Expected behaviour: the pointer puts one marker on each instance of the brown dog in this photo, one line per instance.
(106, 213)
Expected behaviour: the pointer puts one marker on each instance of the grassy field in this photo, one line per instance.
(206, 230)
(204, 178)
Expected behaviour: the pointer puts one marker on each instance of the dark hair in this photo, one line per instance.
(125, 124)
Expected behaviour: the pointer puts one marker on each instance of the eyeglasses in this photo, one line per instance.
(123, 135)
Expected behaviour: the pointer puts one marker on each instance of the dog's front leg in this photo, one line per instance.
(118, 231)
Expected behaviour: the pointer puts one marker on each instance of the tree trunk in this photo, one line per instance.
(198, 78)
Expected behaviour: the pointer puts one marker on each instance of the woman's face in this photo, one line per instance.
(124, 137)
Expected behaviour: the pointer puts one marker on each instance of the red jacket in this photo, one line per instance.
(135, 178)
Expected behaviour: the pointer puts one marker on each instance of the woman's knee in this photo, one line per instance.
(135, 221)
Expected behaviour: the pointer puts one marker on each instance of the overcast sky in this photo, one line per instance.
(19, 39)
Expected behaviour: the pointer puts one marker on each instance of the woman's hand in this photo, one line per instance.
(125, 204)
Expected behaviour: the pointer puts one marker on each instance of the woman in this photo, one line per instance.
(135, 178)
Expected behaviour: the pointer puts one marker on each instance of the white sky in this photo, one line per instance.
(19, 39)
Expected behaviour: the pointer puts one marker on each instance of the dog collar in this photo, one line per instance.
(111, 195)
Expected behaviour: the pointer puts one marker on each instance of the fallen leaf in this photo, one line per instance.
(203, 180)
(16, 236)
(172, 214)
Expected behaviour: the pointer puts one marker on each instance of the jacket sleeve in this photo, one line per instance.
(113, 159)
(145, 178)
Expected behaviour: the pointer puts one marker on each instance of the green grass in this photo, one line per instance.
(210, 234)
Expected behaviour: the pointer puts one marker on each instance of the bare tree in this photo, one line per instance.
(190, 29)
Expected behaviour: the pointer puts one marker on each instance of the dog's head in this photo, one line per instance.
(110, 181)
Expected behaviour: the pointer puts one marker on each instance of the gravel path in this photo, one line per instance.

====

#### [Problem description]
Put the lines above into a JSON list of strings, starting at the line containing "knee in this photo, one line per instance." and running through the last line, both ends included. Use one string per line and leave out any blank lines.

#### [Task solution]
[
  "Expected behaviour: the pointer puts one marker on each instance of the woman's knee in this photo, one line per instance.",
  "(135, 221)",
  "Expected behaviour: the pointer puts one marker on each instance of the overcast sky in this photo, one line per instance.",
  "(19, 39)",
  "Expected behaviour: the pointer puts one marker on each instance of the woman's hand in this photo, one line per instance.",
  "(125, 204)",
  "Expected behaviour: the pointer puts one marker on each instance of the woman in this photo, one line per instance.",
  "(135, 178)",
  "Expected behaviour: the pointer puts one marker on each instance of the white sky in this photo, one line per instance.",
  "(19, 39)",
  "Expected behaviour: the pointer puts one marker on each instance of the dog collar in this photo, one line per instance.",
  "(111, 195)",
  "Expected behaviour: the pointer puts one marker on each instance of the fallen leaf in this photo, one line per instance.",
  "(203, 180)",
  "(16, 236)",
  "(172, 214)",
  "Expected behaviour: the pointer puts one marker on each instance of the jacket sleeve in this photo, one line per instance.",
  "(113, 159)",
  "(145, 178)",
  "Expected behaviour: the pointer puts one marker on each instance of the green grass in this photo, one line per instance.",
  "(210, 234)",
  "Expected behaviour: the pointer puts one marker on each instance of the bare tree in this photo, one line per instance.",
  "(190, 29)",
  "Expected behaviour: the pointer puts one marker on each instance of the dog's head in this photo, one line per instance.",
  "(110, 181)",
  "Expected behaviour: the pointer puts one marker on each instance of the gravel path in this photo, one line per instance."
]